* **Instruções da tarefa**:
Diga se cada afirmação concorda com o excerto sobre divulgação científica, respondendo sim ou não e citando literalmente as palavras do excerto que o decidem. (a) Rita Hasse Ferreira é jornalista de ciência e tecnologia há mais de 20 anos. (b) Jailson Brito Querido afirma que a grande maioria dos cientistas já aceita uma maior abertura à comunidade. (c) A confiança na ciência foi posta à prova em 2020.

* **Excerto fornecido**:
▶
Nesta equação, os meios de comunicação social jogam um papel fundamental, pela capacidade que têm de descodificar mensagens e fazê-las chegar a um grande número de pessoas.
Jornalista de ciência e tecnologia há mais de 20 anos, em Portugal, Rita Hasse Ferreira, avalia como “muito positivo” o espaço que a divulgação científica conquistou num passado recente.
“A covid-19 veio dar mais visibilidade à ciência e respectiva importância como um todo, abrindo oportunidades para aproximar o público das actividades científicas, de forma a que compreenda como funciona a ciência, qual a sua relevância e porque é tão importante a ciência baseada em evidência”, comenta.
A confiança na ciência foi posta à prova em 2020. O investigador no Medical Research Council Laboratory of Molecular Biology e na Clare Hall College, da Universidade de Cambridge, Jailson Brito Querido, coloca em perspectiva os últimos meses e recorda a necessidade de a comunidade científica reivindicar um outro papel na esfera pública.
“Durante séculos, a ciência esteve fechada nos meios académicos e isso teve um enorme custo. Uma das razões para o rápido crescimento do movimento antivacinas e de outros grupos é justamente a ausência da ciência e dos cientistas nos debates sobre as principais questões que afectam o nosso dia-a-dia. Hoje, finalmente, a comunidade científica está a ter a oportunidade de ter um papel mais activo no debate social”, defende, apesar de admitir que a grande maioria dos cientistas continua a resistir a uma maior abertura à comunidade.
◀
* **Excertos de dados**:
▶
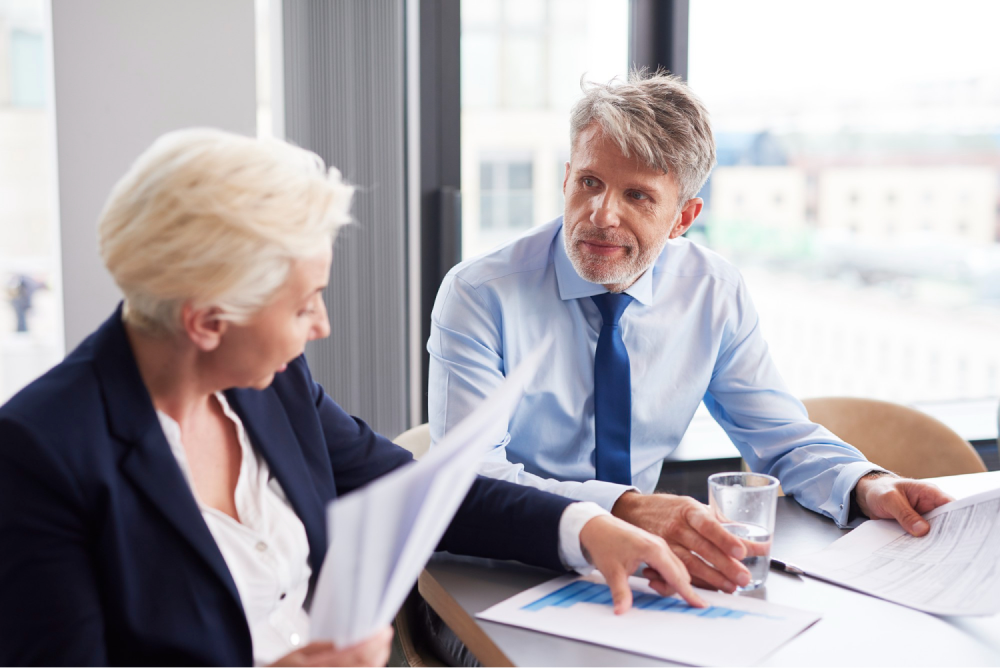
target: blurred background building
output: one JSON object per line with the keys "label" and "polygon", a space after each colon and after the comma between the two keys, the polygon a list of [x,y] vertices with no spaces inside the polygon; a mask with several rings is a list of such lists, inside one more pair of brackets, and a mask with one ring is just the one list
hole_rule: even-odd
{"label": "blurred background building", "polygon": [[63,352],[45,26],[42,0],[0,0],[0,402]]}
{"label": "blurred background building", "polygon": [[[90,288],[76,278],[82,270],[67,273],[66,269],[76,256],[86,256],[94,266],[83,275],[102,271],[95,259],[91,225],[112,175],[120,175],[141,147],[166,128],[199,123],[247,131],[244,127],[252,127],[256,118],[258,134],[289,137],[318,150],[345,167],[347,176],[362,186],[356,209],[360,231],[345,234],[338,247],[356,249],[357,244],[368,243],[361,237],[378,225],[410,226],[399,232],[400,248],[412,249],[416,243],[421,249],[406,250],[408,255],[394,255],[388,262],[405,265],[410,273],[400,274],[393,279],[394,287],[379,287],[382,292],[377,293],[395,294],[400,285],[410,291],[393,297],[398,298],[391,306],[394,315],[385,321],[403,324],[366,325],[378,332],[409,326],[391,344],[402,361],[397,364],[393,357],[390,365],[409,366],[400,371],[401,380],[386,376],[388,380],[364,386],[365,398],[357,405],[351,397],[336,398],[383,431],[419,421],[426,391],[419,361],[425,335],[420,330],[426,326],[436,281],[459,255],[485,252],[561,214],[569,157],[568,111],[579,95],[581,80],[625,76],[634,46],[635,7],[643,3],[653,4],[649,0],[255,0],[256,23],[251,25],[246,3],[188,1],[170,9],[160,5],[158,18],[150,18],[152,6],[114,0],[101,5],[101,11],[127,17],[132,23],[121,22],[116,29],[142,37],[112,35],[107,28],[112,22],[91,12],[94,26],[107,31],[94,43],[112,35],[144,57],[148,54],[142,49],[159,51],[134,67],[135,54],[103,54],[105,60],[95,62],[124,64],[116,72],[107,67],[103,78],[98,76],[103,71],[88,74],[93,78],[86,86],[99,88],[107,80],[118,88],[95,88],[88,94],[73,87],[72,77],[89,71],[84,65],[69,68],[72,76],[67,74],[70,78],[59,83],[60,39],[52,37],[53,23],[57,27],[71,20],[79,23],[85,14],[74,12],[84,10],[63,0],[0,0],[0,401],[61,357],[64,341],[75,345],[82,332],[99,321],[104,302],[112,299],[102,296],[101,308],[85,305],[86,317],[73,315],[81,294]],[[986,403],[995,409],[1000,397],[1000,346],[995,345],[1000,334],[1000,72],[995,66],[1000,62],[1000,42],[992,31],[1000,24],[1000,5],[954,0],[948,11],[939,11],[939,3],[904,0],[663,4],[687,12],[682,26],[683,69],[712,113],[718,141],[719,166],[701,193],[706,207],[689,236],[743,271],[774,358],[793,391],[800,396],[849,394],[903,403],[989,400]],[[197,22],[190,20],[190,12],[198,13]],[[60,23],[52,15],[68,18]],[[417,15],[419,21],[414,20]],[[447,29],[452,20],[454,34]],[[348,37],[368,31],[363,33],[365,39],[344,47],[361,55],[355,60],[340,55],[331,59],[323,51],[332,48],[322,42],[329,32],[324,32],[324,25],[347,25]],[[190,63],[185,61],[184,67],[197,72],[211,64],[216,77],[190,94],[203,99],[190,102],[184,113],[171,108],[162,118],[141,127],[137,123],[120,146],[101,144],[109,146],[108,155],[76,150],[84,143],[70,144],[76,152],[67,155],[76,162],[60,165],[58,173],[77,178],[101,171],[103,180],[95,178],[93,182],[100,183],[93,187],[84,183],[91,198],[86,206],[79,205],[83,199],[64,199],[77,204],[64,205],[68,210],[60,222],[56,193],[67,185],[57,189],[54,102],[60,100],[54,100],[52,91],[62,95],[64,109],[66,104],[76,105],[66,112],[67,118],[82,119],[67,132],[60,130],[64,135],[60,145],[86,137],[87,123],[111,124],[106,119],[141,116],[131,108],[102,111],[97,102],[117,99],[119,94],[130,104],[150,97],[149,91],[137,88],[139,79],[127,78],[133,69],[158,73],[158,81],[180,70],[164,46],[169,40],[155,41],[148,35],[170,31],[187,35],[195,28],[204,33],[197,36],[203,51],[191,56]],[[61,38],[64,44],[67,35],[70,42],[78,40],[72,45],[77,51],[66,53],[86,53],[89,28],[75,30],[80,34]],[[248,34],[236,35],[243,30]],[[389,41],[378,42],[373,35]],[[232,46],[217,51],[216,57],[213,49],[222,48],[220,38]],[[419,71],[411,67],[414,40]],[[243,54],[244,49],[249,53],[251,44],[256,60]],[[64,67],[71,61],[70,56],[62,58]],[[339,79],[327,71],[331,62],[347,65],[335,73]],[[438,74],[431,66],[439,68]],[[361,68],[369,69],[362,74]],[[449,87],[451,71],[458,74]],[[435,79],[439,75],[441,81]],[[183,82],[193,81],[192,77],[176,76],[180,83],[167,82],[175,86],[169,90],[186,91]],[[243,93],[234,95],[223,88],[232,81],[234,90],[250,91],[253,77],[256,105],[244,114],[243,106],[250,105],[239,97]],[[344,81],[358,88],[350,96],[330,92],[331,86]],[[401,102],[371,102],[378,113],[366,111],[364,104],[369,103],[362,98],[368,92],[363,86],[381,81],[389,93],[398,93],[392,99]],[[329,96],[322,103],[327,106],[317,102],[321,94]],[[209,101],[212,95],[216,97]],[[414,95],[420,98],[422,112],[419,132],[410,126],[404,132],[400,126],[398,132],[387,133],[384,128],[396,128],[399,118],[415,122]],[[86,106],[89,98],[97,102]],[[344,105],[355,98],[360,100],[357,108],[347,109]],[[452,98],[454,117],[442,112],[428,120],[428,110],[440,111]],[[180,98],[174,95],[171,100]],[[232,108],[222,110],[228,101]],[[183,106],[181,102],[176,106]],[[134,103],[151,118],[165,109],[154,108],[152,101],[146,107]],[[405,113],[392,112],[398,111],[398,118],[380,115],[380,110],[404,105],[410,105]],[[81,115],[79,109],[86,113]],[[358,150],[363,137],[344,129],[350,114],[354,127],[362,121],[383,123],[373,126],[371,135],[384,139],[377,151],[391,145],[392,150],[379,158],[388,166],[385,171],[366,176],[363,168],[377,151],[369,155]],[[344,128],[334,131],[323,126],[330,119],[343,121]],[[447,150],[433,157],[439,147],[435,148],[427,128],[434,123],[434,132],[440,135],[456,133],[453,160]],[[114,136],[116,128],[101,131]],[[412,143],[416,135],[422,144]],[[411,143],[404,147],[404,141]],[[323,142],[332,148],[322,148]],[[66,150],[60,150],[60,162]],[[430,162],[428,155],[433,158]],[[90,156],[99,170],[87,164]],[[405,160],[402,167],[400,156]],[[452,160],[454,183],[438,179],[428,168],[437,159],[441,164]],[[442,174],[447,172],[442,169]],[[414,178],[418,171],[419,178]],[[421,179],[424,201],[439,185],[461,193],[461,243],[454,255],[442,251],[439,263],[422,255],[428,239],[436,239],[426,231],[439,223],[428,214],[435,211],[433,207],[423,209],[421,220],[412,196],[397,193],[395,208],[380,213],[364,208],[386,201],[395,184],[412,188]],[[79,192],[84,192],[84,185]],[[80,220],[68,224],[71,216]],[[76,236],[67,237],[67,230]],[[61,257],[65,252],[61,248],[72,253]],[[350,256],[344,262],[357,255],[355,250],[341,252],[346,256],[340,257]],[[424,270],[430,269],[421,285],[413,288],[411,265],[421,261]],[[24,308],[28,285],[37,288],[32,290],[30,310]],[[114,294],[110,285],[100,290]],[[75,296],[64,303],[64,292]],[[352,294],[345,290],[344,309],[360,308],[348,303]],[[380,299],[379,304],[387,303]],[[336,312],[334,306],[331,303],[331,312]],[[25,327],[18,326],[19,313]],[[355,339],[344,338],[340,344],[367,345],[372,337],[364,332],[369,330],[358,330]],[[384,350],[351,352],[349,357],[356,375],[367,368],[369,358],[373,364],[389,359]],[[334,379],[325,381],[332,385],[340,372],[321,373]],[[347,386],[367,383],[363,376],[352,378]],[[408,388],[403,391],[407,398],[400,400],[398,410],[392,409],[395,417],[380,425],[380,416],[384,419],[387,413],[375,407],[401,385]]]}
{"label": "blurred background building", "polygon": [[[743,271],[800,396],[1000,395],[1000,15],[930,9],[690,2],[719,166],[688,236]],[[567,112],[627,72],[628,13],[462,3],[466,257],[561,214]]]}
◀
* **Solução proposta**:
(a) Sim: «Jornalista de ciência e tecnologia há mais de 20 anos»
(b) Não: «a grande maioria dos cientistas continua a resistir a uma maior abertura à comunidade»
(c) Sim: «A confiança na ciência foi posta à prova em 2020.»